Provided data:
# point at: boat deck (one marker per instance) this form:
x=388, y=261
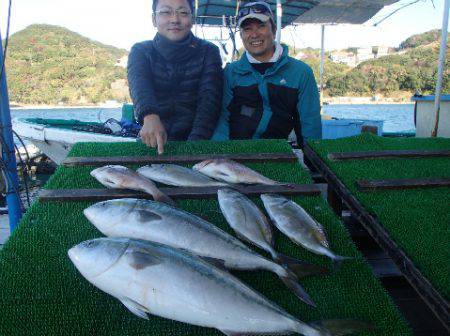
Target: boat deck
x=4, y=229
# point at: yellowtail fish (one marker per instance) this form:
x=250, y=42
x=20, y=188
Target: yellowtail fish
x=151, y=278
x=291, y=219
x=159, y=222
x=231, y=172
x=120, y=177
x=178, y=176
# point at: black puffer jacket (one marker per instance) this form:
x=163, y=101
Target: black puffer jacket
x=186, y=96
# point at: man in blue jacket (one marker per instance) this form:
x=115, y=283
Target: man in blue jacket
x=267, y=94
x=175, y=80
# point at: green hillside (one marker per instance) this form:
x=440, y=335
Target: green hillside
x=53, y=65
x=412, y=69
x=50, y=65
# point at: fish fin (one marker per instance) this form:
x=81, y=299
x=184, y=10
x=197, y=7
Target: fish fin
x=141, y=259
x=161, y=197
x=342, y=327
x=301, y=268
x=147, y=216
x=337, y=261
x=298, y=290
x=234, y=333
x=321, y=236
x=136, y=308
x=219, y=263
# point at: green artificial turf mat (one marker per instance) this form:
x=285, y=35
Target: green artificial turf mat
x=417, y=219
x=41, y=292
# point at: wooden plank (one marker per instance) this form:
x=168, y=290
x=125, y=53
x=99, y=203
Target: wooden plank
x=437, y=302
x=142, y=160
x=374, y=185
x=76, y=195
x=388, y=154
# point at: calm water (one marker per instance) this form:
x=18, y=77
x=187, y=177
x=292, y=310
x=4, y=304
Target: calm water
x=397, y=118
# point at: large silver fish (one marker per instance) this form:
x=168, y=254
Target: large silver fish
x=151, y=278
x=231, y=172
x=158, y=222
x=250, y=224
x=120, y=177
x=178, y=176
x=291, y=219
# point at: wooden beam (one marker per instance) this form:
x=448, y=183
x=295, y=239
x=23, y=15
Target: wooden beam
x=388, y=154
x=142, y=160
x=437, y=302
x=374, y=185
x=77, y=195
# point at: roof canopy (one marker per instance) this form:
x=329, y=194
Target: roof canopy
x=223, y=12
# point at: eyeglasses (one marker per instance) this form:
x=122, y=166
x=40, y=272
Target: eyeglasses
x=257, y=8
x=169, y=12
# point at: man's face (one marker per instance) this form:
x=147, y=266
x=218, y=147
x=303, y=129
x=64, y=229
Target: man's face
x=258, y=39
x=173, y=19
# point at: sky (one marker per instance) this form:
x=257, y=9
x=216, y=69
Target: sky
x=123, y=23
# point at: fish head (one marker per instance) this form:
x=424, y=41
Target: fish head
x=94, y=257
x=107, y=214
x=111, y=176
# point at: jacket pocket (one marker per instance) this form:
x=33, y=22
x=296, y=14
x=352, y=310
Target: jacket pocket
x=246, y=110
x=283, y=104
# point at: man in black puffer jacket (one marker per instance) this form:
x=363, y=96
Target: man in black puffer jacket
x=176, y=79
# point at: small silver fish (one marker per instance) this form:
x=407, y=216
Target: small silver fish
x=151, y=278
x=291, y=219
x=231, y=172
x=250, y=224
x=120, y=177
x=178, y=176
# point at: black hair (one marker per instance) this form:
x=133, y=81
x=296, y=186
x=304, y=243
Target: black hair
x=190, y=3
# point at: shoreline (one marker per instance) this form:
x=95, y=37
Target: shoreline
x=325, y=102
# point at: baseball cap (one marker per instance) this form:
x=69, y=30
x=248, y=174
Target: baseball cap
x=259, y=10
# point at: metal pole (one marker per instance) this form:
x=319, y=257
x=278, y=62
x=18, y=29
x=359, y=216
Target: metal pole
x=437, y=94
x=279, y=16
x=8, y=154
x=322, y=61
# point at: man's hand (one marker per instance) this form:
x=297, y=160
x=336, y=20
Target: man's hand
x=153, y=133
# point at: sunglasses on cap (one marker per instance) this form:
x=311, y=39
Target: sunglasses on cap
x=257, y=8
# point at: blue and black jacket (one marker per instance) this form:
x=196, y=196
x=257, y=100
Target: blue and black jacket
x=272, y=104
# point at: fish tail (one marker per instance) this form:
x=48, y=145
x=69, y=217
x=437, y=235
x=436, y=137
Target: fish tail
x=299, y=267
x=337, y=327
x=337, y=261
x=291, y=282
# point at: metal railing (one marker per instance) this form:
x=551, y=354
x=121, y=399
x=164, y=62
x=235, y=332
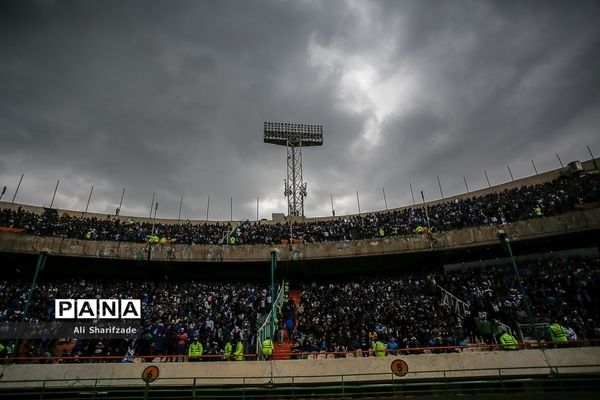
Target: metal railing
x=266, y=329
x=559, y=378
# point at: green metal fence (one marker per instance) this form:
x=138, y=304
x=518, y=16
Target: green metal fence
x=571, y=379
x=268, y=328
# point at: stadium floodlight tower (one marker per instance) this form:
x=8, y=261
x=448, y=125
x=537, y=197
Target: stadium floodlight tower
x=294, y=137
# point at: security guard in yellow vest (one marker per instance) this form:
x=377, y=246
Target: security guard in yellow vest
x=379, y=348
x=508, y=341
x=227, y=351
x=195, y=350
x=267, y=348
x=558, y=333
x=239, y=351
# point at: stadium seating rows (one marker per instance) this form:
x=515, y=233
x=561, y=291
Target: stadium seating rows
x=551, y=198
x=336, y=316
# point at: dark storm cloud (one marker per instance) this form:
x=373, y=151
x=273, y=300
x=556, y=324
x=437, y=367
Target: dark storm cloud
x=170, y=97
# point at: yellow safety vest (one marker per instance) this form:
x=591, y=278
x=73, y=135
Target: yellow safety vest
x=196, y=349
x=508, y=341
x=227, y=350
x=239, y=351
x=379, y=349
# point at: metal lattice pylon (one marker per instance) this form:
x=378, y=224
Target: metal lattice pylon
x=294, y=137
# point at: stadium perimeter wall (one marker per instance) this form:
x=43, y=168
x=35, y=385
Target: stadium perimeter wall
x=576, y=221
x=589, y=165
x=453, y=365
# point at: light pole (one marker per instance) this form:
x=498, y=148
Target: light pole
x=506, y=241
x=38, y=267
x=273, y=266
x=294, y=137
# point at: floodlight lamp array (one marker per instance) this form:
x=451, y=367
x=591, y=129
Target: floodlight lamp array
x=283, y=133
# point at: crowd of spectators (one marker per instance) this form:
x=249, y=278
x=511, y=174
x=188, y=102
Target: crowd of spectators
x=404, y=310
x=213, y=312
x=563, y=290
x=551, y=198
x=408, y=311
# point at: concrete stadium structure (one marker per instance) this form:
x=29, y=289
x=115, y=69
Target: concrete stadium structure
x=579, y=228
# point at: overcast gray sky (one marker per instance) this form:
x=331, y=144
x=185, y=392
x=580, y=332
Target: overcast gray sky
x=170, y=97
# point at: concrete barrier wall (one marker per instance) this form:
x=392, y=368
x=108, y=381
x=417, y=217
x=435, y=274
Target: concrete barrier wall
x=581, y=220
x=527, y=181
x=421, y=366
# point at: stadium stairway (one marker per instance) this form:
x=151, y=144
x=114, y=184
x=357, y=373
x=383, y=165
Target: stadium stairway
x=283, y=351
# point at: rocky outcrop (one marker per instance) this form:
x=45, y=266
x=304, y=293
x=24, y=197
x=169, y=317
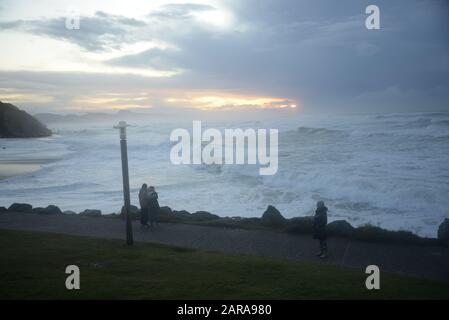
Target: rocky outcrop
x=443, y=232
x=204, y=216
x=51, y=209
x=340, y=228
x=21, y=207
x=273, y=217
x=15, y=123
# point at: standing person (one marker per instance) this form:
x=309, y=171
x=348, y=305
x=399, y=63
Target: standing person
x=143, y=200
x=153, y=206
x=319, y=228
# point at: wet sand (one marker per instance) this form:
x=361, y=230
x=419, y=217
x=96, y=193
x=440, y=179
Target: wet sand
x=16, y=167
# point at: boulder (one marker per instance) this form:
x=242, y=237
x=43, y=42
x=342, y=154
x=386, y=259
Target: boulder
x=204, y=215
x=20, y=207
x=38, y=210
x=181, y=213
x=443, y=232
x=51, y=209
x=132, y=209
x=340, y=228
x=165, y=210
x=300, y=225
x=134, y=212
x=273, y=217
x=91, y=213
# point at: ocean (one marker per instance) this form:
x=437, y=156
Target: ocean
x=389, y=170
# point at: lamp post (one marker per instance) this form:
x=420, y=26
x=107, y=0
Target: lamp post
x=129, y=231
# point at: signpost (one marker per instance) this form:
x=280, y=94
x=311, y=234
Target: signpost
x=129, y=231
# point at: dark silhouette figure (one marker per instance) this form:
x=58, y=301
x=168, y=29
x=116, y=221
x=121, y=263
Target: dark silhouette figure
x=153, y=206
x=319, y=228
x=143, y=200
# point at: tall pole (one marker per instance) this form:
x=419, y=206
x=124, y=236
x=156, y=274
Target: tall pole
x=123, y=145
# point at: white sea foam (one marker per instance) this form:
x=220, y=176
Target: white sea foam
x=388, y=170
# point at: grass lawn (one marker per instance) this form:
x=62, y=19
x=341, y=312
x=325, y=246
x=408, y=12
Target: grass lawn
x=33, y=267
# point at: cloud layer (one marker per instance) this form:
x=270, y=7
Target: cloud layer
x=317, y=54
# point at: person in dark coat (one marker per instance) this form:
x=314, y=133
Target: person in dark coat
x=153, y=206
x=319, y=228
x=143, y=200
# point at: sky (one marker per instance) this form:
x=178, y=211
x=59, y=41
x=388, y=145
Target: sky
x=306, y=56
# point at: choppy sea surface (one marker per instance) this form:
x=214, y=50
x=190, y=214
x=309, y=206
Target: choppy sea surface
x=388, y=170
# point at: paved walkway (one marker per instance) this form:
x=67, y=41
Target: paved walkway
x=423, y=261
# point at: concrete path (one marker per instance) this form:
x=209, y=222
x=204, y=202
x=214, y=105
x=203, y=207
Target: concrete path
x=422, y=261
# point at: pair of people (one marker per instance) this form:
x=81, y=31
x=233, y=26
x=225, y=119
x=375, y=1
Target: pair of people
x=319, y=228
x=149, y=206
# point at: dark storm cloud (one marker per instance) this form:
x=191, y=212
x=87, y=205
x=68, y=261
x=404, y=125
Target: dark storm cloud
x=318, y=52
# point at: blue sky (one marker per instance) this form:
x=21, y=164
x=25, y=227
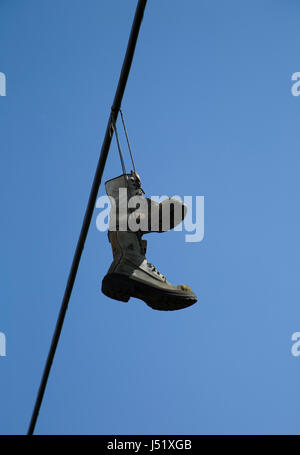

Problem: Write out an exact reproduction of the lines from the line that holds "Target: choppy sea surface" to the bottom of the listing above, both ends included. Exclude pictures.

Result of this exercise:
Target: choppy sea surface
x=388, y=170
# point at: paved walkway (one marker per instance) this form:
x=67, y=41
Target: paved walkway
x=423, y=261
# point at: concrete path (one marker per instance) this form:
x=209, y=222
x=204, y=202
x=214, y=105
x=203, y=207
Target: concrete path
x=422, y=261
# point at: pair of people (one marker per instance) this form:
x=81, y=31
x=233, y=26
x=225, y=119
x=375, y=1
Target: pair of people
x=319, y=228
x=149, y=206
# point at: dark storm cloud (one marker per instance) this form:
x=191, y=212
x=87, y=205
x=68, y=261
x=404, y=125
Target: dark storm cloud
x=318, y=52
# point at: blue sky (one marker per instance) this form:
x=21, y=164
x=25, y=227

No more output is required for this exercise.